原文抜粋:
⁂

離婚する前提でその前から別居する、とりあえず離婚する予定はないがお互いの時間などが合わないために別居するなど、やむを得ず別居する夫婦の理由は人それぞれ。
その時にまず考えるのが別居した後の生活費ですよね。今までは旦那さんの給料で生活していたけれど、別居したら頼れないし・・・ましてや子供がいて養育費や生活費がかかるのにどうしよう・・・と悩むことが絶えなくなります。
では実際に別居した際の生活費はどうなるのでしょうか?
お互い夫婦関係の間は生活費を請求できる
離婚して子供がいる場合、その子供を引き取った方に養育費が支払われるというケースは皆さんご存知だと思います。しかし、離婚する前に別居することになってしまった場合、離婚するまで生活費はもらえないと思ってはいませんか?
法律にもあるように夫婦はお互いの収入・資産を分担し、お互いに協力し合っていかなければいけない(婚姻費用分担義務)という義務があります。
なので別居中であっても離婚せずに夫婦のままの状態であれば生活費を請求することが出来ます。この生活費の事を[婚姻費用]と言い、基本収入が少ない方が多い方から生活費を支払ってもらうという形です。
ただし、この場合黙っていても婚姻費用はもらうことが出来ません。別居した時点、または別居を考えている時点で婚姻費用を相手に請求しなくてはいけないのです。
もし、請求するのを忘れていて後から気づき、さかのぼって請求したとしてもその前の分をもらえない可能性があるので、別居する際は忘れずに必ず請求しましょう。
しかし、中には話し合っても婚姻費用をもらうことが出来ないケースもあります。
一方的に不倫をして別居することになってしまった場合
もし、旦那さんが不倫をして別居することになってしまった場合、相手側に原因があるため、奥さんは婚姻費用を請求することが出来ます。

⁂

記録一覧:
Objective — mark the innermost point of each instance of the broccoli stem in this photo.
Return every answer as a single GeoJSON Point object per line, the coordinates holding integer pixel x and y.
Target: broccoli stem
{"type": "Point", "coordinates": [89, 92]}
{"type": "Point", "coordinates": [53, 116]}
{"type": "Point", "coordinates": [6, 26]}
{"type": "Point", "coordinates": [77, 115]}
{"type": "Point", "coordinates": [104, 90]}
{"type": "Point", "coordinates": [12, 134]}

⁂

別居中の生活費についての文章の続きを、最後の文の後から書いてください。 記録は、別居中の生活費についての文章とは関係がありません。

模範解答:
しかし、自分が別居する原因を作ってしまった場合、つまり奥さんが不倫をして別居せざるを得ない場合は、婚姻費用を請求することができない可能性が高いです。
もし子供がいて引き取る場合
しかし、もし奥さんが原因で別居することになってしまったとしても二人の間に子供がいて、子供を奥さんが引き取り、面倒を見る事になった場合は、婚姻費用は夫婦間の問題なので、離婚が成立した後に子供の今後の生活のために養育費は請求することが出来ます。
婚姻費用はいくらくらい貰える?
では、具体的に婚姻費用はいくらくらい貰えるのでしょうか?
基本的に婚姻費用に決まった金額はありません。お互いの年収や、子供の人数などによりその世帯によってそれぞれ金額は変わってくるからです。ですので、金額を決める際には二人で話し合って決めなければなりません。
しかし、実際話し合ってもお互いが自分の生活に余裕をもたせたいのが本音なので平行線になるのが一般的です。そんな時は家庭裁判所が定めている婚姻費用算定表を参考にしましょう。
この婚姻費用算定表は、東京、大阪の裁判所で参考資料として共同で作成されたもので実際の調停の時に活用しているものです。こちらの算定表は裁判所のホームページに記載されていますのでいつでもすぐに調べることが出来ます。
子供を引き取る際、少しでも得する情報
とりあえず別居するけど一刻も早く離婚してすっきりしたい!という方も中にはいますよね。そんな時、もし子供がいて引き取るという方は少し考えを踏みとどまってみて下さい。なぜなら、その方が、自分にとって得をする可能性があるからです。
ここからはちょっとした豆知識ですが、婚姻費用算定表が記載されているホームページに養育費の参考資料も一緒に記載されています。
離婚したら婚姻費用はもらえなくなりますが、代わりに養育費を受け取ることが出来ます。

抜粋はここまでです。